▶ _Task directions_:
All of the data is to be written out again exactly, without the pictures.

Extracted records
______________________________

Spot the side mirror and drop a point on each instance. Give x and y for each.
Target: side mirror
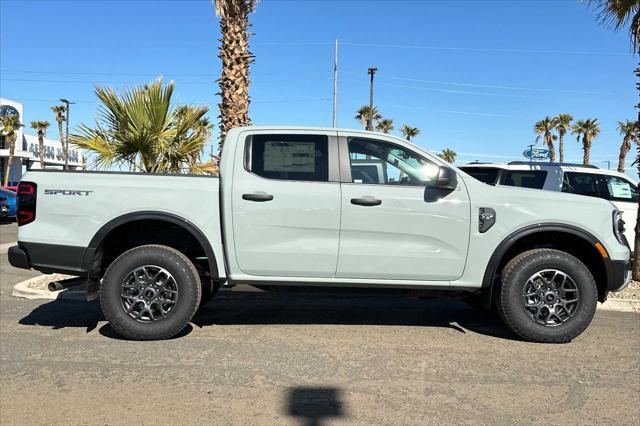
(447, 179)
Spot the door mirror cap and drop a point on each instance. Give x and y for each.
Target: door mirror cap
(447, 179)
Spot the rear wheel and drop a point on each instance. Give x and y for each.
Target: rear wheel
(150, 292)
(547, 296)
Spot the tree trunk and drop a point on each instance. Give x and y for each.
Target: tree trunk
(234, 81)
(12, 150)
(636, 245)
(552, 150)
(624, 149)
(41, 147)
(585, 156)
(561, 146)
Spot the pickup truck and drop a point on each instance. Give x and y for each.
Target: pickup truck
(302, 207)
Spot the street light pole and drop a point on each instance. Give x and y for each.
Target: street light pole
(66, 136)
(371, 72)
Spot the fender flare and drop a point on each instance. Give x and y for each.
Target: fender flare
(495, 259)
(96, 242)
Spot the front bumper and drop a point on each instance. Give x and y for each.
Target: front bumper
(618, 274)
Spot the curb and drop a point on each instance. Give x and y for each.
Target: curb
(23, 291)
(620, 305)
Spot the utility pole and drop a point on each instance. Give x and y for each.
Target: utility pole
(371, 72)
(66, 136)
(335, 85)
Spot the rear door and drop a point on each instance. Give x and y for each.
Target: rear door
(391, 227)
(286, 204)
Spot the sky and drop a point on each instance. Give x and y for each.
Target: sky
(474, 76)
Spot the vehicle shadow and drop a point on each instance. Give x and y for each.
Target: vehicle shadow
(265, 308)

______________________________

▶ _Solution to this task_:
Spot the side mirror and drop a point on each instance. Give x and y for each.
Target: side mirror
(447, 179)
Spot the door mirror cap and drop a point on each instance. Give x and y for each.
Target: door mirror cap
(447, 179)
Spot the rear wheel and drop a point on each instance. Give x and y for each.
Target: rear wheel
(150, 292)
(547, 296)
Spot the tree trunk and drop a point on each instance. Give x and y for each.
Target: tree trunk
(234, 81)
(12, 150)
(636, 245)
(552, 150)
(624, 149)
(41, 147)
(585, 156)
(561, 146)
Spot the pickup truck and drop a point on each instance. Give x and y for each.
Target: pickup truck
(302, 207)
Spot the street light pole and drop a point on each instance. Give x and y for each.
Target: street light pole
(66, 136)
(371, 72)
Spot the fender flare and drop a point on each instance. Give x and y for each.
Target: fender flare
(495, 259)
(96, 242)
Spot the front bumper and drop a point on each instance. Give x and y for each.
Target: front bumper
(618, 274)
Spot the curb and drop a point on each instance. Give x and y for each.
Target: curb
(23, 291)
(620, 305)
Spot the utility pole and drop a point on each instance. Give x and y for each.
Target: utility pole
(371, 72)
(66, 136)
(335, 85)
Spot the rear door and drop a point on each instance. Give x and y for each.
Target: rear door
(391, 227)
(286, 204)
Spot the sky and drop a point on each instance. Give x and y for each.
Target: sky
(474, 76)
Spot the vehicle shadow and drop a point on each instance. Give x and y for each.
Target: vehicle shadow
(265, 308)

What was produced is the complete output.